- _Exercise directions_:
Report every line of the lines below that contains the string "dark", matching case exactly.
======== Data to use ========
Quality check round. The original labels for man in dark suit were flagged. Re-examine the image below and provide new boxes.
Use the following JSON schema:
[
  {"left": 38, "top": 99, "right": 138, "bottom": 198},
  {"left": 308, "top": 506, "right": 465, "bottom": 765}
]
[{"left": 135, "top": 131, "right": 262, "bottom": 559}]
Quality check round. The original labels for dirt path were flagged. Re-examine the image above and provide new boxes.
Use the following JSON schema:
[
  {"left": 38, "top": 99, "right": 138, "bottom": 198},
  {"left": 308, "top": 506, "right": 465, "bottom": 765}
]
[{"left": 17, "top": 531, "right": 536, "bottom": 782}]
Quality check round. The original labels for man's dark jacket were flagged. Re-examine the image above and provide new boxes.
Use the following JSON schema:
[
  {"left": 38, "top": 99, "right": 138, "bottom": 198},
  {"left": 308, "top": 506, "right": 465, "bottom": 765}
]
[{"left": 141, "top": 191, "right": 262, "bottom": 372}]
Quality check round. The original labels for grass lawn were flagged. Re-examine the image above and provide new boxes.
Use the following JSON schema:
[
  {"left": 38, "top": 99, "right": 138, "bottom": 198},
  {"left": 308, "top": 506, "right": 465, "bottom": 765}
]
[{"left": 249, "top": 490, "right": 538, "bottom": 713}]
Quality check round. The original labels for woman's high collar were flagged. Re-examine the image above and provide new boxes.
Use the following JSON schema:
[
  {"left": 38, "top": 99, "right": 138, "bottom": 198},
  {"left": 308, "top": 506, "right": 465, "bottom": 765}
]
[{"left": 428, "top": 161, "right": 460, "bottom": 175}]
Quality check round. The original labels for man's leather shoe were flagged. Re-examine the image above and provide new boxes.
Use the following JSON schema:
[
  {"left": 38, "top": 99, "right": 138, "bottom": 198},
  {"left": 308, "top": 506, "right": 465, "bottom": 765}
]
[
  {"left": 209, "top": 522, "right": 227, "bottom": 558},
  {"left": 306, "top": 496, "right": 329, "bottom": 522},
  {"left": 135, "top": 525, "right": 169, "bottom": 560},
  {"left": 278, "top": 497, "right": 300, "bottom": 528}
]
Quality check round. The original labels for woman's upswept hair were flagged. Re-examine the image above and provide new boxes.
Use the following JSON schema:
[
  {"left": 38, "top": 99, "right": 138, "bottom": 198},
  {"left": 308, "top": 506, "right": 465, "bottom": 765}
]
========
- _Reply to the task_:
Quality check round. The original labels for man in dark suit were flagged. Re-examine the image below and provide new boxes.
Quality check round. The original labels for man's dark jacket were flagged. Re-examine the image above and provide new boxes.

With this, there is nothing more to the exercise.